+++ TEXT SHOWN

I've come to accept my bald head. While I'm don't exactly feel like "Bald is Beautiful" on me, I feel like "Bald ain't so bad."
Every time something is taken away from me (my breasts, my hair, my dignity), I am more grateful for what I still do have, like a positive attitude. That is something that can never be taken away from me (Silver Lining!).
Even though I have a wig that is made out of real hair, feels lightweight and fairly attractive, it is still uncomfortable and itchy. I find that I really only want to wear it for short periods of time (like when I take my daughter to school or when I go out on the rare evening). Scarves are simply much more comfortable.
I have invested in some really chic cotton ones that tie easily, don't slip and are very lightweight (Silver Lining). After playing around with them and finding my "look," I was feeling pretty good.
What have unexpectedly descended are "The Scarf Stares." Whoa. They came out of nowhere and, I've found, are a significant part of the oncology culture.
The first time I felt the impact of being a direct recipient of The Scarf Stares, I was feeling pretty put together in my Hermes scarf, sparkly earrings and coordinating outfit.

++++++
+++ PROVIDED MATERIAL

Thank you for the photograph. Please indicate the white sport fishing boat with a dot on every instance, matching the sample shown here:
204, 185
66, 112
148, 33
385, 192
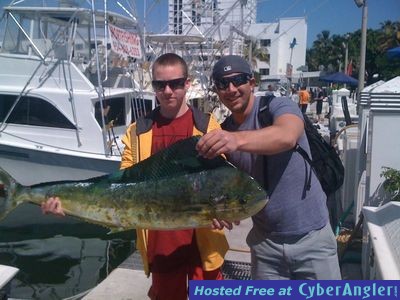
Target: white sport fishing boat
71, 81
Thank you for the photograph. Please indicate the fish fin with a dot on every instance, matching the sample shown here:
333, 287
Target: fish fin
7, 195
115, 230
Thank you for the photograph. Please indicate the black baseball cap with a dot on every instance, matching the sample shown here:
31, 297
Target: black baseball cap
230, 64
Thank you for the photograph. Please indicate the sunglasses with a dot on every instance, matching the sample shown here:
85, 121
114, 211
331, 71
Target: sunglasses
159, 85
236, 80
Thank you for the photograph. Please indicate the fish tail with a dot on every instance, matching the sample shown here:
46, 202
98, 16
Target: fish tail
8, 191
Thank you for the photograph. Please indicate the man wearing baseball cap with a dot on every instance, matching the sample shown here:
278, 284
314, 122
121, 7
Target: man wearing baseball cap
291, 237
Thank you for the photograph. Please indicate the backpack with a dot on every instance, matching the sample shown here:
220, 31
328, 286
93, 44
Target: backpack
325, 162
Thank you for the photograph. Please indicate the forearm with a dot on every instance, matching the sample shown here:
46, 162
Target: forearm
267, 141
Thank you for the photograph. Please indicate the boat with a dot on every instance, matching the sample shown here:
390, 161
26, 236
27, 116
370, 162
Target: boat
71, 81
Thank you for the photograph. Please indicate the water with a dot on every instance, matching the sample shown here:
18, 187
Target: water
58, 257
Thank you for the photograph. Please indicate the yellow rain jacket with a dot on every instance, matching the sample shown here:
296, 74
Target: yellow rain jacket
212, 244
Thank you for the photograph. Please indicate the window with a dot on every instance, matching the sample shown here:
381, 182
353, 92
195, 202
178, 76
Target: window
114, 111
32, 111
265, 43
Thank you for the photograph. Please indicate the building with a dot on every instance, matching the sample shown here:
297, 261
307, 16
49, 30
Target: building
227, 26
285, 42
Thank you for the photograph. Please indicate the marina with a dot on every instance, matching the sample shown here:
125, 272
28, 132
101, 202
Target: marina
73, 77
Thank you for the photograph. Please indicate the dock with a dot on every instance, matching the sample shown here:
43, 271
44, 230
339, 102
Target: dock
128, 281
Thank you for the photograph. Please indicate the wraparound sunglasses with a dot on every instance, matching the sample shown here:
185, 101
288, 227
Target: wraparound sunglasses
159, 85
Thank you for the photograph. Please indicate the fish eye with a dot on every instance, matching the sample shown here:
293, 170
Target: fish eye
218, 199
242, 201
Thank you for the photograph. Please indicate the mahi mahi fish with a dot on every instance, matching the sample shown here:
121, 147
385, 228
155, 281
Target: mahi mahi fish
173, 189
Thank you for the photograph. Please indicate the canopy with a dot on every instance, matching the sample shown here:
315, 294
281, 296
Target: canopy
339, 77
394, 52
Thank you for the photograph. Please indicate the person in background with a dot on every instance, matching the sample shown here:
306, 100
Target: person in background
291, 237
294, 96
320, 98
172, 257
304, 99
272, 91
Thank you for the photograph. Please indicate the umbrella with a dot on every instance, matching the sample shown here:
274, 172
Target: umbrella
339, 77
394, 52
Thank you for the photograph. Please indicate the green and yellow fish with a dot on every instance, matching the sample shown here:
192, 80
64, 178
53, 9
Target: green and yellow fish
173, 189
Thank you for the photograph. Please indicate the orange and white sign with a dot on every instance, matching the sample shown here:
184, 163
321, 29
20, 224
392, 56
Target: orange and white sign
124, 42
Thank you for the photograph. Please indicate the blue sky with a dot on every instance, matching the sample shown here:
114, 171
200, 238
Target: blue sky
337, 16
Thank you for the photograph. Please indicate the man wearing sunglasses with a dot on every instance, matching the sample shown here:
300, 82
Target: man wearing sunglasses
173, 257
291, 237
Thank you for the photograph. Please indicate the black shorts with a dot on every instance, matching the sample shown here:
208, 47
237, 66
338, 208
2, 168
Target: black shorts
319, 107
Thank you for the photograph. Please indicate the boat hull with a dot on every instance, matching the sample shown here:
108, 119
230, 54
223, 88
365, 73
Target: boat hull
30, 167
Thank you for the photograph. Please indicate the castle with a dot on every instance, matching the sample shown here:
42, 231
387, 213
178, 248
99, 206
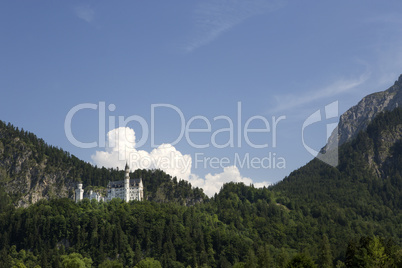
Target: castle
127, 190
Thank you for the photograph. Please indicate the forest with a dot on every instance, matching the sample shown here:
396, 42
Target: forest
318, 216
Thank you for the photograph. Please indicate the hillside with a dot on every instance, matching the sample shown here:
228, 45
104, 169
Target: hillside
31, 170
319, 215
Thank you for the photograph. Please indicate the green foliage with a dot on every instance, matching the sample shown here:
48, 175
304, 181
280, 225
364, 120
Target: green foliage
301, 261
75, 260
148, 263
349, 216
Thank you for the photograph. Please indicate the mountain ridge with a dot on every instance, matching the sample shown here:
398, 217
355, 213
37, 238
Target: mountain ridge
357, 118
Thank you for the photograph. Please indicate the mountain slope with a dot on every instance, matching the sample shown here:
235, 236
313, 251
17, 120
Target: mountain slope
31, 170
359, 116
365, 190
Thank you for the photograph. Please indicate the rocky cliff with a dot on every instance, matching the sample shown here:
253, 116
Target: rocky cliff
358, 117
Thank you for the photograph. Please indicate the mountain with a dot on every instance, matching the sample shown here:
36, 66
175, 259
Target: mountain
359, 116
344, 216
31, 170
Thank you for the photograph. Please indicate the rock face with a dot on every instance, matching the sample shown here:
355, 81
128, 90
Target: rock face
25, 178
359, 116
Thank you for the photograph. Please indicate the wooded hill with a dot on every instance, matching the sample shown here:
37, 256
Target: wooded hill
318, 216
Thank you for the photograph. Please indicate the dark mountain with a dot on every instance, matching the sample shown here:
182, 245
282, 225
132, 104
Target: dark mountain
344, 216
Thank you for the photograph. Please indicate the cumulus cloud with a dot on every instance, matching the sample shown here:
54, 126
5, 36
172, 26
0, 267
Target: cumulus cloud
85, 13
121, 150
214, 17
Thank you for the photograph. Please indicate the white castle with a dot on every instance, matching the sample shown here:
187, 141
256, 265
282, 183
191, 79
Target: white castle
127, 190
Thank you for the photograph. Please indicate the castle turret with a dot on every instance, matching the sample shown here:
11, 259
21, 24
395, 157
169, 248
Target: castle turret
140, 190
127, 184
79, 192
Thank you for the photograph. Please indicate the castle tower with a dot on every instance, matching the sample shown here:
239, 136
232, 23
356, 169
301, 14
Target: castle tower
127, 184
141, 190
79, 192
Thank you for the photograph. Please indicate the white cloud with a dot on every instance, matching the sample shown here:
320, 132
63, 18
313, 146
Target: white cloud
214, 17
121, 150
85, 13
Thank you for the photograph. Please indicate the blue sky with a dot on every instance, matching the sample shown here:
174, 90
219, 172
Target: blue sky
206, 59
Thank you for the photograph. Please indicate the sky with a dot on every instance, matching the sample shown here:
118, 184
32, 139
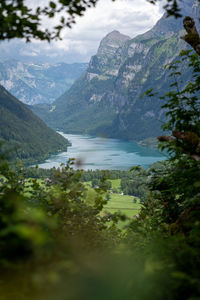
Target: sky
130, 17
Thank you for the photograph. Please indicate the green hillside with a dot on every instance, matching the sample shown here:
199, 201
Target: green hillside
28, 137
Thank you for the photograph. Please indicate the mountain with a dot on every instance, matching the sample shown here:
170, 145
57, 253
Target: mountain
106, 99
38, 83
28, 136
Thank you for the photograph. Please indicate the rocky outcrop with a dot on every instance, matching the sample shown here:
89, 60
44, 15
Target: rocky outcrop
38, 83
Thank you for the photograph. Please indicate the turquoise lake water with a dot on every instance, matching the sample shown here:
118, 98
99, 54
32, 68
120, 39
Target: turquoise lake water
103, 153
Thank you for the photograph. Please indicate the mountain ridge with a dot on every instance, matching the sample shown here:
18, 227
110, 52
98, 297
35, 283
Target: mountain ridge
26, 137
105, 100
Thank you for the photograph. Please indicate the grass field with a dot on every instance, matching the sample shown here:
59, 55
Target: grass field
124, 204
118, 202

++++++

WHAT THIS EXERCISE ASKS:
1. State whether each statement agrees with the post about scarves and baldness, answering yes or no and quoting the deciding words of the post: (a) the writer's wig is made of synthetic hair; (b) the writer's cotton scarves tie easily and don't slip; (c) the writer prefers to wear the wig for long periods.
2. Continue the post about scarves and baldness from its last sentence.
The listing is drawn from a separate source.

EXERCISE RESPONSES:
1.
(a) No: "I have a wig that is made out of real hair"
(b) Yes: "tie easily, don't slip and are very lightweight"
(c) No: "I really only want to wear it for short periods of time"

2.
I had to go get my blood drawn before my chemotherapy infusion. While in the waiting room, a woman (who had to be in her mid-60′s) was sitting across from me, staring. Blatantly staring. Right at me. She made absolutely no attempt to divert her stare. Finally, it was so outrageously rude that I just had to call her out.
"Can I help you with something, ma'am?" I asked.
She looked horrified. "N-n-n-no," she said.
"Why are you staring at me, then?"
"I don't know," she said.
"Well, if you want to talk about something, please do let me know," I said.
I felt as if she really should have known better. However, I'm now all-too-aware that most people don't, in fact, know better.
I was in the chemo clinic the other day getting fluids (one of the five days last week that I received IV hydration because of my rampant nausea and vomiting) and a young woman came in with her mother. I overheard the thirty-something say that she was there for her Neulesta shot. Another young woman with cancer. F-bomb.
She had a full head of hair, leading me to believe that she had just had her first round of chemo (I hope it went better for her than it did for me!).
I was sitting in my treatment chair and when I looked up, both mother and daughter were staring right at me. I smiled. I understood why they were staring. This was so unlike the previous situation. In this circumstance, I had complete empathy, knowing that they were staring because the young woman knew that she would soon be in the same situation (i.e. bald). I really wanted to get up and go over to her and say, "It will be ok. It's not so bad. You can do this."
I was unable to do so because I was tethered to my IV. However, I hope that my smile conveyed what I was feeling.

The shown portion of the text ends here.